▶ Input records:
-.-.-

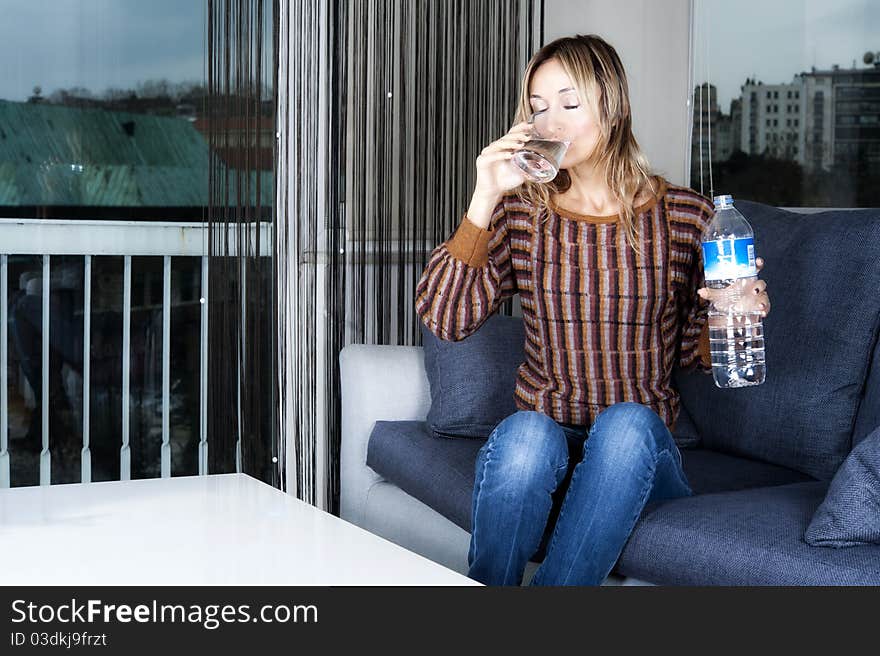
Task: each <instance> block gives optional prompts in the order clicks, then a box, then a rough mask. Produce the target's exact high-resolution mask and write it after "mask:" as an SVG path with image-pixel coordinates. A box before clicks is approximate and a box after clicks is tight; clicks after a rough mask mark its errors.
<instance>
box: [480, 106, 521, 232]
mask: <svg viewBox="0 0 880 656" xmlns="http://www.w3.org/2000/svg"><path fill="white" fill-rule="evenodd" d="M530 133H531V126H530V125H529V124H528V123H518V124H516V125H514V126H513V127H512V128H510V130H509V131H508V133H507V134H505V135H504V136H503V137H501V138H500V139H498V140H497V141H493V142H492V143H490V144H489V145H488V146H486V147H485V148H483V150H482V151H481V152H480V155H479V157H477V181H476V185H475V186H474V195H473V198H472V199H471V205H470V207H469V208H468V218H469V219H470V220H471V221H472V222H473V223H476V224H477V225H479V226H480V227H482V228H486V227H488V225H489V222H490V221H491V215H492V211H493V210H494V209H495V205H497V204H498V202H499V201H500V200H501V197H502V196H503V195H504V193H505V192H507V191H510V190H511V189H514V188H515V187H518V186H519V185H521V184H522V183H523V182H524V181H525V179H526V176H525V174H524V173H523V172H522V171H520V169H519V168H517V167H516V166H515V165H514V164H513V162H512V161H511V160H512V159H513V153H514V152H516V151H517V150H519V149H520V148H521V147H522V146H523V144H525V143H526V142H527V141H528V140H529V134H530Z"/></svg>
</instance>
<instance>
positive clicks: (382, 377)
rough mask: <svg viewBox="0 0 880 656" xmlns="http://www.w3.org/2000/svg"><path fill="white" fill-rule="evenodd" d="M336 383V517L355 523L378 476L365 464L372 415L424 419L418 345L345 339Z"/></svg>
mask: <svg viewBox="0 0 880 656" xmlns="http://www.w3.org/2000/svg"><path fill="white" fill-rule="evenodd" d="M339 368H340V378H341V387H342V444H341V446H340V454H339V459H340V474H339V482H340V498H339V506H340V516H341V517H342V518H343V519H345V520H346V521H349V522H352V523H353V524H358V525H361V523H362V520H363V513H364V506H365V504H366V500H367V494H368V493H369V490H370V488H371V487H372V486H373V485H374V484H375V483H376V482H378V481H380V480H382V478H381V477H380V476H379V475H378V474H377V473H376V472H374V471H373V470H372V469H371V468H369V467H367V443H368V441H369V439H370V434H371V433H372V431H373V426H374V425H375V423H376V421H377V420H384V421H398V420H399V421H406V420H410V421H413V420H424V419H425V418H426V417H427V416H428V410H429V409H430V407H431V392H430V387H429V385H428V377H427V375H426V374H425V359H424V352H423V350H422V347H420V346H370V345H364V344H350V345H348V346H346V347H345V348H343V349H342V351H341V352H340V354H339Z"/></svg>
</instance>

-.-.-

▶ Problem statement: Pull out every line of the data above that contains the word "clicks", matching case exactly.

▶ Solution to the problem:
Task: each <instance> block gives optional prompts in the order clicks, then a box, then a rough mask. Produce the target's exact high-resolution mask and write it after "mask:" as an SVG path with image-pixel coordinates. A box before clicks is approximate and a box after clicks is tight; clicks after a rough mask mark its errors.
positive clicks: (382, 377)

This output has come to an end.